(SELECTED EXTRACT begins)
Who is responsible in Uni for managing to assure that curriculum as a whole meets range of drivers identified here? How is info shared? Essential if this complexity of curriculum planning for LL is accepted that Uni has way of engaging with these sometimes conflicting pressures, e.g. academics do not want what markets want, or ignore change in market, or government want programmes that market will not support etc So need for institutional role in designing the overall size and shape of the curriculum to serve the uni’s mission. That is the role I have for the OU UK.
(SELECTED EXTRACT ends)
__TASKS TO CARRY OUT__.
1. Return the stretch of the curriculum planning notes from "Who is responsible" through "for the OU UK.", copied word for word.
2. Name the parties whose pressures the curriculum planning notes give as examples of sometimes conflicting demands on the curriculum.
3. According to the curriculum planning notes, why does the university need an institutional role in designing the overall size and shape of the curriculum?
Rely only on the curriculum planning notes for every answer, bringing in nothing from outside them.
(DATASET CONTENT begins)
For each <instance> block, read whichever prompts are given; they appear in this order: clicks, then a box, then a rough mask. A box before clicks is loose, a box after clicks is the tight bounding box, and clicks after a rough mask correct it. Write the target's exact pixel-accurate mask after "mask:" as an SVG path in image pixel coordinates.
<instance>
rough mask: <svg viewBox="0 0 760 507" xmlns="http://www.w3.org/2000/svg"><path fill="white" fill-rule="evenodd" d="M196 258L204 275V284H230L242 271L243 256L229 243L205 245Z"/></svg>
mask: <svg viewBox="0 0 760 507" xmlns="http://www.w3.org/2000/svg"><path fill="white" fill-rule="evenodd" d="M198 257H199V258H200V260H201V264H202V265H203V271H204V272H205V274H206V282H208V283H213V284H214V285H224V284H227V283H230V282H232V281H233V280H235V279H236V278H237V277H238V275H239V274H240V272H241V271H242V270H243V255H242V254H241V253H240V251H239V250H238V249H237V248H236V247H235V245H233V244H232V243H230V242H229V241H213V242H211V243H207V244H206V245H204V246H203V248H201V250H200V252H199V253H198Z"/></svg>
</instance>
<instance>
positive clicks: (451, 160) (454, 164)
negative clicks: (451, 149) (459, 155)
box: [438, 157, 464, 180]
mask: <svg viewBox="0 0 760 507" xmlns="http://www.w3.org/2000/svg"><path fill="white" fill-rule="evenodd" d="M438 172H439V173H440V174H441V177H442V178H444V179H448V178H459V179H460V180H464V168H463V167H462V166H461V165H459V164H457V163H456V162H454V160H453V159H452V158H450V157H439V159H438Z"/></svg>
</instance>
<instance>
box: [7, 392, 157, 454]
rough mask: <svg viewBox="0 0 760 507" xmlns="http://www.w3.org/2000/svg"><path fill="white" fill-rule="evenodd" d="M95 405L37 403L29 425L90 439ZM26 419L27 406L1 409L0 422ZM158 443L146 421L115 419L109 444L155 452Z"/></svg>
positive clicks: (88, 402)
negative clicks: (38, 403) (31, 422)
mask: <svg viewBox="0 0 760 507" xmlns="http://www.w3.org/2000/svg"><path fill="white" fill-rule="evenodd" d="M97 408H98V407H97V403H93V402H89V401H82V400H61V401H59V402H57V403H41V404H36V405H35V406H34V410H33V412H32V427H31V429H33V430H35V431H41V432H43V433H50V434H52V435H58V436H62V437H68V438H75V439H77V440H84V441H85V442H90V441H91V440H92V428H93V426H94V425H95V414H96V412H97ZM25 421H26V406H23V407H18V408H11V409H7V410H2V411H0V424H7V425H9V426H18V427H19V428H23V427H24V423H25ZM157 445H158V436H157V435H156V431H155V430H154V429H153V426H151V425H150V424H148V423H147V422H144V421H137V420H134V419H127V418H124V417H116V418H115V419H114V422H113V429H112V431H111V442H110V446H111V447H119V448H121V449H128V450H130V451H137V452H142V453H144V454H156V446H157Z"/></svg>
(DATASET CONTENT ends)
__SOLVED PROBLEMS__.
1.
Who is responsible in Uni for managing to assure that curriculum as a whole meets range of drivers identified here? How is info shared? Essential if this complexity of curriculum planning for LL is accepted that Uni has way of engaging with these sometimes conflicting pressures, e.g. academics do not want what markets want, or ignore change in market, or government want programmes that market will not support etc So need for institutional role in designing the overall size and shape of the curriculum to serve the uni’s mission. That is the role I have for the OU UK.

2. academics, markets, government

3. Curriculum planning faces sometimes conflicting pressures. Academics may not want what markets want or may ignore changes in the market, and government may want programs the market will not support. An institutional role is therefore needed to engage with these pressures and shape the curriculum to serve the university's mission.